┏━━
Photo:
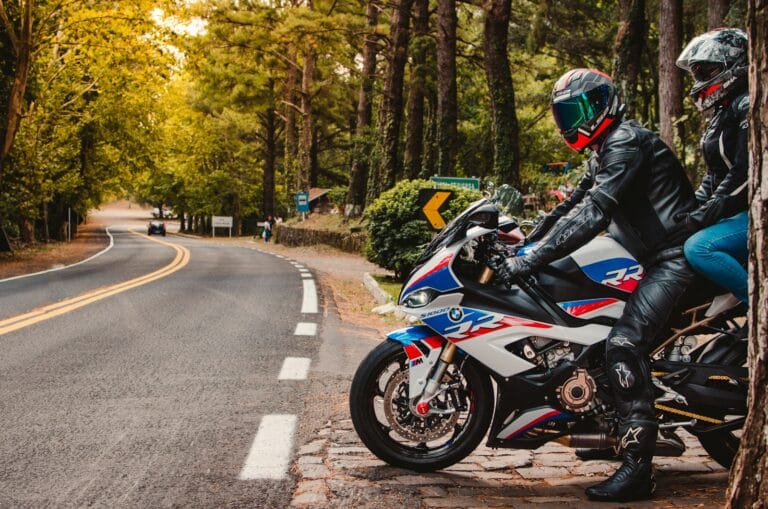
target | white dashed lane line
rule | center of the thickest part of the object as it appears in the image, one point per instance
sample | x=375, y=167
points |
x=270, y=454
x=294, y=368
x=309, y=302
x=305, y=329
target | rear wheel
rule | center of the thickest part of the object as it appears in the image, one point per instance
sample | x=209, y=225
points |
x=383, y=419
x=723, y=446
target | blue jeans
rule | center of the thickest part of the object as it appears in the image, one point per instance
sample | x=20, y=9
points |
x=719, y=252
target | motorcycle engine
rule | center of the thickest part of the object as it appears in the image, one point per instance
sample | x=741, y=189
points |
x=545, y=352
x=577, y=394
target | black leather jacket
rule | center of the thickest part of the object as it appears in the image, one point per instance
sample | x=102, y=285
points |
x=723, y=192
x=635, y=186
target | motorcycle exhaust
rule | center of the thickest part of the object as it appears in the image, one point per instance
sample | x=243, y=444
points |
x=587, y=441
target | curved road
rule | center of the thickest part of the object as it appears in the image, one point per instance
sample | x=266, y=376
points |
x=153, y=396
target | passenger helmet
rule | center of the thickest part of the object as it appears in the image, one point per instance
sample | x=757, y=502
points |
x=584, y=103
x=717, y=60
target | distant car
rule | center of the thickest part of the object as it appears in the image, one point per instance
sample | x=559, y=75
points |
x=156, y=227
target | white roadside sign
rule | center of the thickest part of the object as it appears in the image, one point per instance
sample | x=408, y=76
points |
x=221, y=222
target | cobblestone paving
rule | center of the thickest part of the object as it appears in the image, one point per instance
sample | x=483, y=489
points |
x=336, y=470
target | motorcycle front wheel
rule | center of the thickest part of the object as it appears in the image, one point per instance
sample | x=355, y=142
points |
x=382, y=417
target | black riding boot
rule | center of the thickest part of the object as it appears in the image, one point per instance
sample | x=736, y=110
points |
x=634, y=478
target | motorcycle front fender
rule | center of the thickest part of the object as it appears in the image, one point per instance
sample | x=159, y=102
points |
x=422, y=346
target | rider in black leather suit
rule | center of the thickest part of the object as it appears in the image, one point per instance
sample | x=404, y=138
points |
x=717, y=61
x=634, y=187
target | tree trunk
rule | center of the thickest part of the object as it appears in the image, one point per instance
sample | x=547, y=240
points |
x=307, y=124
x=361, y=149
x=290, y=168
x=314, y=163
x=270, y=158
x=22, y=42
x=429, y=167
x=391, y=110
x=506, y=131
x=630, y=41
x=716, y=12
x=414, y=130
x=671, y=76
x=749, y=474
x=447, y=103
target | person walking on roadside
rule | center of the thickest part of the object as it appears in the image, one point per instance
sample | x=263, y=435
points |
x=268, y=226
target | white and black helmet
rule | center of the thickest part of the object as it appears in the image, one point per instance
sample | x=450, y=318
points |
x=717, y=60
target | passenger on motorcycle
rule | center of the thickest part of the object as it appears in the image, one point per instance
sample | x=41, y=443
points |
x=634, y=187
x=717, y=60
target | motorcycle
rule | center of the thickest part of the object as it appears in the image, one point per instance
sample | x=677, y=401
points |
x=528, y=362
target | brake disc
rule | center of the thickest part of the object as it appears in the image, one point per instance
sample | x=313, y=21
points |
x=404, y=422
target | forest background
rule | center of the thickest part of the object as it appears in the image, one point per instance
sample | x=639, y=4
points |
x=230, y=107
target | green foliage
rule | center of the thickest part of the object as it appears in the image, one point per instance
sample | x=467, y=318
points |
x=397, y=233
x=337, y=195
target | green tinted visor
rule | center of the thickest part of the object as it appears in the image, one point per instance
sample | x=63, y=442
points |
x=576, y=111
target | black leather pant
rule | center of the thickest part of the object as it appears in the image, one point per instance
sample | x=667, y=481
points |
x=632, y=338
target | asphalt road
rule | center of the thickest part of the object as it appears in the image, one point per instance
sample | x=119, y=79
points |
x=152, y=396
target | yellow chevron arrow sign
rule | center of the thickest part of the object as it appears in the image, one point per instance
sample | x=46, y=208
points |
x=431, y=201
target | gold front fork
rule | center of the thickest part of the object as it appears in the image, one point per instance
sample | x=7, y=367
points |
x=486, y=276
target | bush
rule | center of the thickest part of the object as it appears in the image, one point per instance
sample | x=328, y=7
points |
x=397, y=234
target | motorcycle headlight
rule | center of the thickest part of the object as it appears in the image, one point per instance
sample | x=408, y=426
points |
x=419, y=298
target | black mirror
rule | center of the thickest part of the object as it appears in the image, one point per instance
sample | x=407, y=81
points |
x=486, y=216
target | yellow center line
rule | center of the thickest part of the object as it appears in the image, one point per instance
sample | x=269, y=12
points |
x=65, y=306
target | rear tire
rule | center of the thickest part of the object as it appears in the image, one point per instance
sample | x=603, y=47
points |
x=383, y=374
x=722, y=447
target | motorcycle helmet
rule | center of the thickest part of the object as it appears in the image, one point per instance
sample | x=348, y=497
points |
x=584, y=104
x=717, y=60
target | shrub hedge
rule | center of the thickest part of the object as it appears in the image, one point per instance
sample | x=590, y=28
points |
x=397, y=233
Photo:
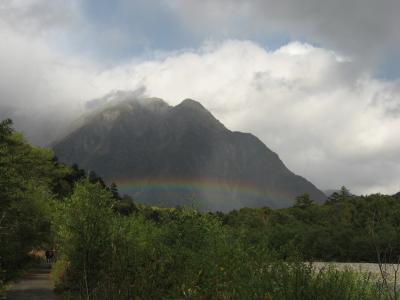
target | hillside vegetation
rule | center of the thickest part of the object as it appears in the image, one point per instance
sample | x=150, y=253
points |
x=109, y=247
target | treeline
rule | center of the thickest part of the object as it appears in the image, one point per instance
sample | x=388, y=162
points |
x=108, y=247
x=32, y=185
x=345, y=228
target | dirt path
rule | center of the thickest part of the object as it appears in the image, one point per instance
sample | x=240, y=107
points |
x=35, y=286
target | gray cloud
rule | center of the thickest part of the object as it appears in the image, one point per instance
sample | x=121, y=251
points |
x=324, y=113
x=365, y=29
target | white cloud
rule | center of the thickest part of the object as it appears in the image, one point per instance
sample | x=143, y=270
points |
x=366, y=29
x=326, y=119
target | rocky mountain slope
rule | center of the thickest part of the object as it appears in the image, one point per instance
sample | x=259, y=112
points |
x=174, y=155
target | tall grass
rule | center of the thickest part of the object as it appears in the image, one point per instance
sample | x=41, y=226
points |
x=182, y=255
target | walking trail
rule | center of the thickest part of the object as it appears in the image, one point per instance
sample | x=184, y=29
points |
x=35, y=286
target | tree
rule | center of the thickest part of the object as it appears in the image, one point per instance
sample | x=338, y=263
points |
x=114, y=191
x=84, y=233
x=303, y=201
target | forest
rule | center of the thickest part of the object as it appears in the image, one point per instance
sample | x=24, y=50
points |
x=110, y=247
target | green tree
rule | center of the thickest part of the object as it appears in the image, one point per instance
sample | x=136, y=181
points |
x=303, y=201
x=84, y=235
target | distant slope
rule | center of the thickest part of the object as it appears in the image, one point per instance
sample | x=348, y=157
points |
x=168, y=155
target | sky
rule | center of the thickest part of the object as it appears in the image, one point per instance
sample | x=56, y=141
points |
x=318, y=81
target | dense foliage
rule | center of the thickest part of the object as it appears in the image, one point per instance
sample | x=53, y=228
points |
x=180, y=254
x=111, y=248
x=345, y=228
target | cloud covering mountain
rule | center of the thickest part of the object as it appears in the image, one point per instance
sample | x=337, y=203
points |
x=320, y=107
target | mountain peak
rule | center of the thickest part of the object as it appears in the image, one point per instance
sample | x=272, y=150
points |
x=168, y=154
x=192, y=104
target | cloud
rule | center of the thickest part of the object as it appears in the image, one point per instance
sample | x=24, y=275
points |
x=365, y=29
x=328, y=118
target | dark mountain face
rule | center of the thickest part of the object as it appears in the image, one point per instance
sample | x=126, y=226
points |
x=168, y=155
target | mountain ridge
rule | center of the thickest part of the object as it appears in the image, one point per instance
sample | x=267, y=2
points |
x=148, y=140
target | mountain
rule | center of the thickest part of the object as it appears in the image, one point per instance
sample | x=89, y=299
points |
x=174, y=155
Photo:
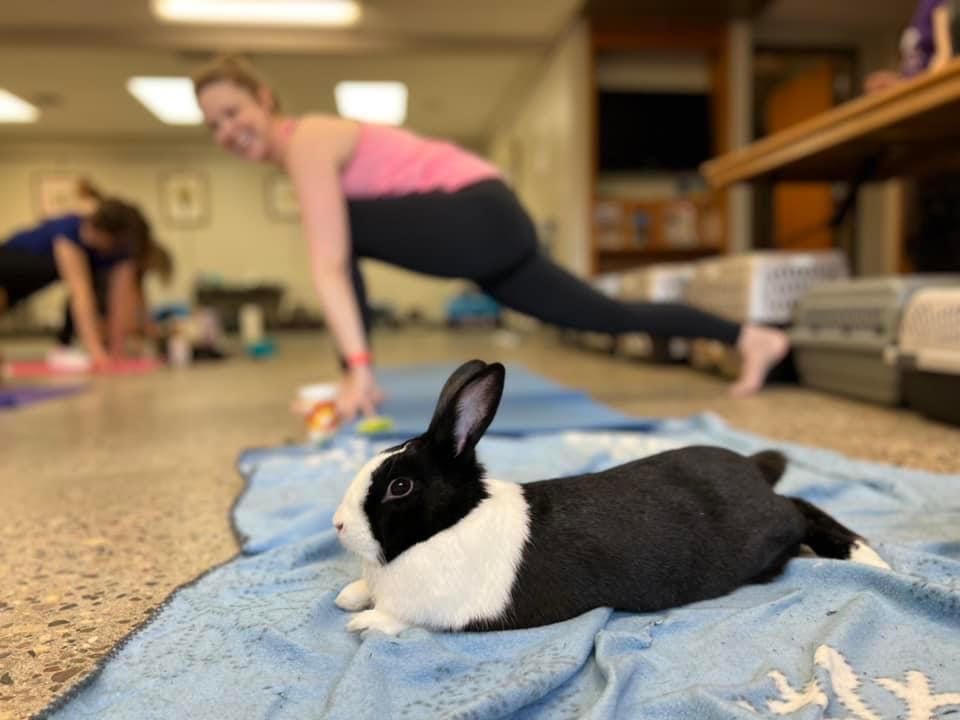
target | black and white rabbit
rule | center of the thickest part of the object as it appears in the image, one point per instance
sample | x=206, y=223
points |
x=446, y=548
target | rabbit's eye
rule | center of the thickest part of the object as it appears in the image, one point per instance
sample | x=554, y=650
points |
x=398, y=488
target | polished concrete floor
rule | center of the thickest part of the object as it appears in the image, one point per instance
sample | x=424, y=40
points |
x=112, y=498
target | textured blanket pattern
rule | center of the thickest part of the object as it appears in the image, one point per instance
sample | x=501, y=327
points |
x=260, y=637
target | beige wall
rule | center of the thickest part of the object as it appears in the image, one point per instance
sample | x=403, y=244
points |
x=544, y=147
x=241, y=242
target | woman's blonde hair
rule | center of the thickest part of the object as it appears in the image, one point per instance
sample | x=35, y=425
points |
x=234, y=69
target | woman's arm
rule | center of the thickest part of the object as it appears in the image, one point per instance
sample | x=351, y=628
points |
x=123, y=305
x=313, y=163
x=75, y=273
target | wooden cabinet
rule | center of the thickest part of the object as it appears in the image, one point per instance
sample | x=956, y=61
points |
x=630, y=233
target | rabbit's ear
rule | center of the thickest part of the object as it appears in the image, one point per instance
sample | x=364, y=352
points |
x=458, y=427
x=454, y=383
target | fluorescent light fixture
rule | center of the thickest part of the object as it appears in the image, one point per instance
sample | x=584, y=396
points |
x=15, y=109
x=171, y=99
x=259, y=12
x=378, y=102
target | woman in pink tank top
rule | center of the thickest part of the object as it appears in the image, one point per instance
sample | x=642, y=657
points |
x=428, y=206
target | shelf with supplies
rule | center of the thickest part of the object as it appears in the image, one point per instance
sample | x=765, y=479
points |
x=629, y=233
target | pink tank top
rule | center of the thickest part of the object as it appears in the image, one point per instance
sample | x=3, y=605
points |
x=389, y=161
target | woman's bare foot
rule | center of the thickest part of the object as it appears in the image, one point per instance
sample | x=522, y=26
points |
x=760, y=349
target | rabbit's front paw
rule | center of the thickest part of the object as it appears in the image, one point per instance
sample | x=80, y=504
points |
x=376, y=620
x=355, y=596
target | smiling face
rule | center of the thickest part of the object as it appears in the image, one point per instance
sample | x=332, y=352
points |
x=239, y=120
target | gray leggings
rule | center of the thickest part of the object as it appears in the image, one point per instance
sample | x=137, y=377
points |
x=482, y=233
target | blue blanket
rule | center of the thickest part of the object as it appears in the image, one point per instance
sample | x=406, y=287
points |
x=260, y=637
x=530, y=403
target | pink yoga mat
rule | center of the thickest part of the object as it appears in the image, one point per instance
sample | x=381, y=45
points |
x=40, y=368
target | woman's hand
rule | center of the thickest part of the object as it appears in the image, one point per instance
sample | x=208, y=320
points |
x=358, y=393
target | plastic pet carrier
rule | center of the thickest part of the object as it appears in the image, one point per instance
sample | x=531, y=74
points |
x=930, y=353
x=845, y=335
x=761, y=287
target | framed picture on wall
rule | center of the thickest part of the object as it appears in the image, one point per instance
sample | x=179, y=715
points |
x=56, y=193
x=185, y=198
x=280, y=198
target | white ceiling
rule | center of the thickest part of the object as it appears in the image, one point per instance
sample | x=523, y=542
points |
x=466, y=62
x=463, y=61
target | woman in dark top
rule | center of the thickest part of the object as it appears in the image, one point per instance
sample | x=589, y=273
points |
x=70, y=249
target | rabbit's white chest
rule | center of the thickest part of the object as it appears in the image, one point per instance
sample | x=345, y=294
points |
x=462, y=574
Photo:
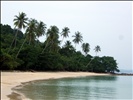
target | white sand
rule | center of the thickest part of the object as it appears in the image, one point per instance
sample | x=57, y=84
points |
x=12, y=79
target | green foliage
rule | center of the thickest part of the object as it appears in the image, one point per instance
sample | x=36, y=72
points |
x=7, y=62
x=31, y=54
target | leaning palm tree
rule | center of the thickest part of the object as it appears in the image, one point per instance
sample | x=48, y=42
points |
┗━━
WHAT THE EXERCISE ASKS → Print each line from the one containing "target | rabbit's white chest" through the last line of the listing, both included, exactly and with no pictures.

EXPECTED ANSWER →
target | rabbit's white chest
rule | center of the thickest part of the object as it appears in the image, one point per instance
sample | x=345, y=294
points |
x=462, y=574
Photo:
target | white sand
rule | center of the thickest part of the object as it appears in the image, one point per instance
sample | x=57, y=84
points |
x=12, y=79
target | green foliage
rule | center of the thickest part of the object as it appears in the image, one point per instance
sample | x=36, y=72
points |
x=7, y=62
x=31, y=54
target | leaning palm tree
rule | center of the thickest part of the object as it appears in the image, one point per instance
sample | x=48, y=42
points |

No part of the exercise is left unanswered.